> **WHAT YOU WILL DO**:
Rewrite the data below, swapping "Point out each one with a dot" for "Mark each one with a dot" everywhere and keeping everything else as it is. Leave the pictures out of your answer.
□ □ □ □ □ □ □
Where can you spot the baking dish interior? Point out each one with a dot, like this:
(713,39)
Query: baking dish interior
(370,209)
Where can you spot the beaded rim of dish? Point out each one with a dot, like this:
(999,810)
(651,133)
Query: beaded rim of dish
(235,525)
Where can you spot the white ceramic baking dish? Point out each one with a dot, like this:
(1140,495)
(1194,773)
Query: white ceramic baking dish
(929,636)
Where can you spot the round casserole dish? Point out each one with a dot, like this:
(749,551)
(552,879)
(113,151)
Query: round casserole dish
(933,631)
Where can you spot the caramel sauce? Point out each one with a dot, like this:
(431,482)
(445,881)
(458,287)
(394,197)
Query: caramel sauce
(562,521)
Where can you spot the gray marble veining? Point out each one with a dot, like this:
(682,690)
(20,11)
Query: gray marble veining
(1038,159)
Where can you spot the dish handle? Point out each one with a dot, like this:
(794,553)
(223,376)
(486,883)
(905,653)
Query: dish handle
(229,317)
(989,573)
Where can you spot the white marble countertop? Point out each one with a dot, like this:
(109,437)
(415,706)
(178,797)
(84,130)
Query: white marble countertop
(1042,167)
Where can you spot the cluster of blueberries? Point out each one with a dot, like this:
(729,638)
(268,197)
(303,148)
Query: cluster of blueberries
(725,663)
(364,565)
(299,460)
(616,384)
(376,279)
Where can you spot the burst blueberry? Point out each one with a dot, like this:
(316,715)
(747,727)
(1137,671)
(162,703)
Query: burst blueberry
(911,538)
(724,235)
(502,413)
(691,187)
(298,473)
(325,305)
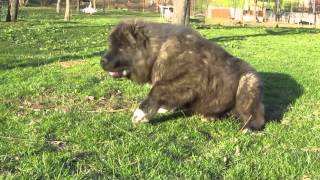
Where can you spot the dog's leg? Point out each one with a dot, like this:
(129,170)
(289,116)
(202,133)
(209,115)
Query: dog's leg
(249,107)
(162,95)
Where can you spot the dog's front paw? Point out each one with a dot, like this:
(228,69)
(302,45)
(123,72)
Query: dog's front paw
(139,117)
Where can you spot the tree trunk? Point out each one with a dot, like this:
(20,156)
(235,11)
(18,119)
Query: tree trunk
(143,5)
(315,13)
(255,9)
(181,11)
(277,10)
(78,5)
(104,6)
(58,6)
(13,8)
(67,11)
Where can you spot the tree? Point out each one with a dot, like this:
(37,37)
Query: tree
(181,11)
(78,5)
(13,8)
(67,11)
(58,6)
(315,13)
(277,10)
(94,4)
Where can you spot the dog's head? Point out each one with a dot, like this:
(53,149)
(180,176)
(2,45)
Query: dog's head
(127,53)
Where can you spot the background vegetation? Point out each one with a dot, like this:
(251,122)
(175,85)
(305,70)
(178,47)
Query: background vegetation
(61,116)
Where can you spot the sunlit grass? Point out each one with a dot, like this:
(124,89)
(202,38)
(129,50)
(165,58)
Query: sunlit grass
(61,116)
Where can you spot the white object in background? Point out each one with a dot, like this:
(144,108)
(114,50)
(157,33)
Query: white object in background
(89,9)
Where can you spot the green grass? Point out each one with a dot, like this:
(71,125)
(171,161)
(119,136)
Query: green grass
(56,104)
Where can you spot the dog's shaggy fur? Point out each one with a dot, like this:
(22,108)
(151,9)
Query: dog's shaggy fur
(185,70)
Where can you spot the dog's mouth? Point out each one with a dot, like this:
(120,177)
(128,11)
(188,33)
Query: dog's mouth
(119,74)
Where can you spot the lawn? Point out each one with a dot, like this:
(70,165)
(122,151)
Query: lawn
(61,116)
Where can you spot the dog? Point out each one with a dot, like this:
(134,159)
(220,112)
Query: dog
(185,70)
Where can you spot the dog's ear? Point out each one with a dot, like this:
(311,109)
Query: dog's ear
(136,34)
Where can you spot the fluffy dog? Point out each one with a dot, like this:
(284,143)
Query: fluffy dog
(185,70)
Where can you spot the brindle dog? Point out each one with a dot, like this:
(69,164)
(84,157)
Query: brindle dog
(184,69)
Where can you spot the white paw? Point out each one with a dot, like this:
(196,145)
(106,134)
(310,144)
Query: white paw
(162,110)
(139,116)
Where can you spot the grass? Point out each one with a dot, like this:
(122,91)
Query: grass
(61,116)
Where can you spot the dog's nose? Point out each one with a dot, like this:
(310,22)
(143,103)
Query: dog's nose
(104,59)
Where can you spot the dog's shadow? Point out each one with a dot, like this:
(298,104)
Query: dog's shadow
(280,92)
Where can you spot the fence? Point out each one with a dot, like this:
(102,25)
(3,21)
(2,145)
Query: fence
(3,10)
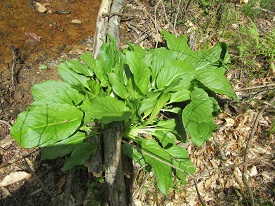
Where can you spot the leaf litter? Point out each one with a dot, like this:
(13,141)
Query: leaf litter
(219,181)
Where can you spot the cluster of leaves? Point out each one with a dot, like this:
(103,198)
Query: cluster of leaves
(157,95)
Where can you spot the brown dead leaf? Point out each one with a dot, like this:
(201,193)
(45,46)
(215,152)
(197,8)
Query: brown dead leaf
(14,177)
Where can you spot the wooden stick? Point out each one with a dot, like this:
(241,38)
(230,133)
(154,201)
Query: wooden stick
(253,131)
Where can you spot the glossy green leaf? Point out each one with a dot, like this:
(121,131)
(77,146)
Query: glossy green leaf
(180,96)
(109,109)
(118,86)
(158,105)
(197,117)
(80,155)
(148,104)
(139,70)
(165,137)
(157,58)
(177,152)
(161,170)
(44,125)
(173,72)
(63,147)
(214,79)
(56,92)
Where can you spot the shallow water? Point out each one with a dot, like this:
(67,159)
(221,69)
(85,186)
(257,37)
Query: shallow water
(34,33)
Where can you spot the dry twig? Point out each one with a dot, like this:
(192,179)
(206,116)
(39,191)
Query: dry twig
(253,131)
(223,156)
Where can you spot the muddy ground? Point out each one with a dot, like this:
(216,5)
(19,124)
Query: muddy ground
(44,38)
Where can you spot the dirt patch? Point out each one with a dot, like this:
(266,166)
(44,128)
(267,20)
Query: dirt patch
(219,181)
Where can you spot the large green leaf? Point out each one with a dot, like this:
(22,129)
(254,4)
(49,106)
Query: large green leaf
(165,137)
(180,96)
(157,158)
(117,85)
(177,152)
(80,155)
(197,117)
(148,103)
(108,109)
(157,58)
(56,91)
(63,147)
(173,72)
(186,165)
(158,105)
(139,70)
(44,125)
(214,79)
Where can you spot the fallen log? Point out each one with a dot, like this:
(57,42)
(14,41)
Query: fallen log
(112,136)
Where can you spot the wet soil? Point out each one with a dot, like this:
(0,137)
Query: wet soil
(37,37)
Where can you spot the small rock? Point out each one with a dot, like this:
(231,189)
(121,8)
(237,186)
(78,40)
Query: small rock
(76,21)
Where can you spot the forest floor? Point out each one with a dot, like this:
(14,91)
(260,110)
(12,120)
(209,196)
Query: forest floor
(245,137)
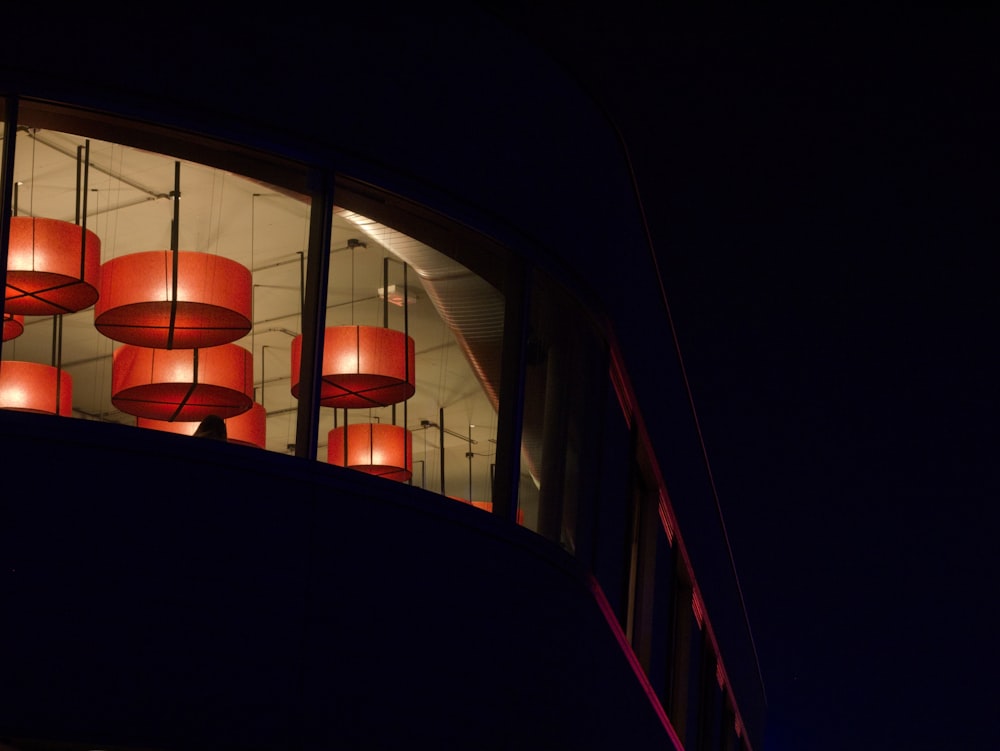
□ □ □ □ □ □ □
> **RESPONSE TO THIS TASK**:
Where can you spot the baking dish interior? Mark each one with a dot, like this:
(713,39)
Query: baking dish interior
(370,209)
Where can you spot the beaded rim of dish? Mark each one with a dot, like this:
(999,810)
(651,133)
Query: beaded rim of dish
(235,525)
Where can you spot the white ceramic baking dish? Mark each one with a dot, like this:
(1140,495)
(1194,773)
Query: white ceramic baking dish
(929,636)
Where can you spot the round casserole dish? Mark each one with a dot, like this:
(749,551)
(552,879)
(113,151)
Query: round casserole dish
(933,631)
Where can you spot the caramel sauce? Mark each one with a dot, like this:
(431,482)
(445,881)
(458,287)
(394,197)
Query: caramel sauce
(562,521)
Where can you spot the gray marble veining? Mark each one with a dot, like this:
(682,690)
(20,11)
Query: gray marble veining
(1038,159)
Where can you spot the dish handle? Mark each one with a dot, like this:
(794,553)
(223,376)
(486,883)
(905,653)
Query: dish handle
(229,317)
(989,573)
Where can you spot the white marble countertop? Mark each one with a dot, like this:
(109,437)
(415,706)
(178,797)
(84,130)
Query: white marble countertop
(1042,167)
Where can you spot the cluster of blueberries? Mark each one with a dot, like this:
(729,638)
(268,197)
(303,148)
Query: cluster of blueberries
(725,663)
(364,565)
(299,460)
(616,384)
(376,279)
Where can you spot the burst blueberry? Mark each one with a dot, like this:
(316,715)
(747,727)
(1137,671)
(162,703)
Query: burst blueberry
(911,538)
(724,235)
(502,413)
(691,187)
(298,473)
(325,305)
Where can you spot the dog's leg? Mark each one with a dot, like this:
(129,170)
(289,116)
(202,133)
(209,115)
Query: dog's leg
(249,107)
(162,95)
Where can you spot the dog's front paw? Mark each one with a dot, like this:
(228,69)
(302,45)
(123,72)
Query: dog's front paw
(139,117)
Where can you spot the tree trunk? Mark each one with a dot, like this:
(20,156)
(235,11)
(18,119)
Query: tree trunk
(143,5)
(315,13)
(255,9)
(181,11)
(277,10)
(78,5)
(104,6)
(58,6)
(13,8)
(67,11)
Where can you spot the tree? Mark each one with a dot, like this:
(37,37)
Query: tree
(181,11)
(78,5)
(13,8)
(67,11)
(58,6)
(315,13)
(277,10)
(94,4)
Where can you spot the dog's head? Mark each one with a dot, like this:
(53,149)
(180,176)
(2,45)
Query: dog's head
(127,53)
Where can you spot the background vegetation? Mark each one with a dot, like this:
(251,122)
(175,85)
(305,70)
(178,47)
Query: background vegetation
(61,116)
Where can you spot the sunlit grass? Mark each one with a dot, like this:
(124,89)
(202,38)
(129,50)
(165,58)
Query: sunlit grass
(61,116)
Where can you spot the white object in background? Mark each one with a dot, like this:
(144,108)
(114,50)
(157,33)
Query: white object in background
(89,9)
Where can you spot the green grass? Mark each one with a dot, like this:
(71,125)
(171,161)
(119,136)
Query: green grass
(56,104)
Where can you spot the dog's shaggy fur? Mark each one with a dot, like this:
(22,108)
(151,9)
Query: dog's shaggy fur
(185,70)
Where can you spot the dog's mouth? Mark each one with a dot, like this:
(120,177)
(128,11)
(188,33)
Query: dog's mouth
(119,74)
Where can you spot the lawn? Mark each one with a dot, like this:
(70,165)
(122,151)
Query: lawn
(61,116)
Where can you spot the dog? Mark each one with a dot, like this:
(134,159)
(220,112)
Query: dog
(185,70)
Where can you spot the dog's ear? Mark each one with a dot, like this:
(311,109)
Query: dog's ear
(136,34)
Where can you spot the fluffy dog? Mark each one with a dot, like this:
(284,143)
Query: fluffy dog
(185,70)
Where can you spot the brindle dog? Mark each one with a dot, like this:
(69,164)
(84,157)
Query: brindle dog
(184,69)
Where can you spot the white paw? Mark each one with a dot, like this:
(196,145)
(106,134)
(310,144)
Query: white paw
(162,110)
(139,116)
Where can you spot the grass? Mark each one with a dot, like this:
(122,91)
Query: grass
(61,116)
Where can you spot the dog's nose? Mark each one with a dot, like this:
(310,22)
(143,103)
Query: dog's nose
(104,59)
Where can you spot the dog's shadow? Mark each one with a dot, like this:
(298,104)
Query: dog's shadow
(280,92)
Where can you spot the fence? Mark each one with a dot, like this:
(102,25)
(3,21)
(2,145)
Query: fence
(3,10)
Where can you spot the leaf litter? Mark each one with a dot, like this:
(13,141)
Query: leaf litter
(219,181)
Where can you spot the cluster of leaves? Mark each one with a dot, like this:
(103,198)
Query: cluster of leaves
(157,95)
Where can you spot the brown dead leaf? Mark each one with a dot, like this:
(201,193)
(45,46)
(215,152)
(197,8)
Query: brown dead leaf
(14,177)
Where can you spot the wooden stick? Mark each one with a dot, like this:
(241,38)
(230,133)
(154,201)
Query: wooden stick
(253,131)
Where can you spot the glossy green leaf? Mark each one with a dot, like this:
(121,131)
(77,146)
Query: glossy green leaf
(180,96)
(109,109)
(118,86)
(158,105)
(197,117)
(80,155)
(148,104)
(139,70)
(165,137)
(157,58)
(177,152)
(161,170)
(44,125)
(173,72)
(63,147)
(214,79)
(56,92)
Where can you spot the shallow water? Mark each one with a dot, like this:
(67,159)
(221,69)
(85,186)
(257,37)
Query: shallow water
(34,33)
Where can you spot the dry twig? Mark each one with a dot, like this:
(192,179)
(206,116)
(39,191)
Query: dry twig
(253,131)
(223,156)
Where can you spot the muddy ground? Mark each one with a dot, like this:
(216,5)
(19,124)
Query: muddy ground
(44,38)
Where can you spot the dirt patch? Mark each one with a dot, like this:
(266,166)
(44,128)
(267,20)
Query: dirt patch
(219,181)
Where can you spot the large green leaf? Mark each one with a dot, like this:
(22,129)
(254,4)
(49,106)
Query: large green leaf
(165,137)
(180,96)
(157,158)
(117,85)
(177,152)
(80,155)
(197,117)
(148,103)
(108,109)
(157,58)
(56,91)
(63,147)
(173,72)
(186,165)
(158,105)
(139,70)
(44,125)
(214,79)
Where can you spot the fallen log? Mark each one with a dot, like this:
(57,42)
(14,41)
Query: fallen log
(112,136)
Where can you spot the wet soil? Mark each one with a dot, like this:
(0,137)
Query: wet soil
(37,37)
Where can you spot the small rock? Mark each one with a dot, like this:
(231,189)
(121,8)
(237,186)
(78,40)
Query: small rock
(76,21)
Where can you spot the forest floor? Mark each one with a dot, like this:
(14,91)
(260,110)
(12,120)
(209,196)
Query: forest floor
(245,137)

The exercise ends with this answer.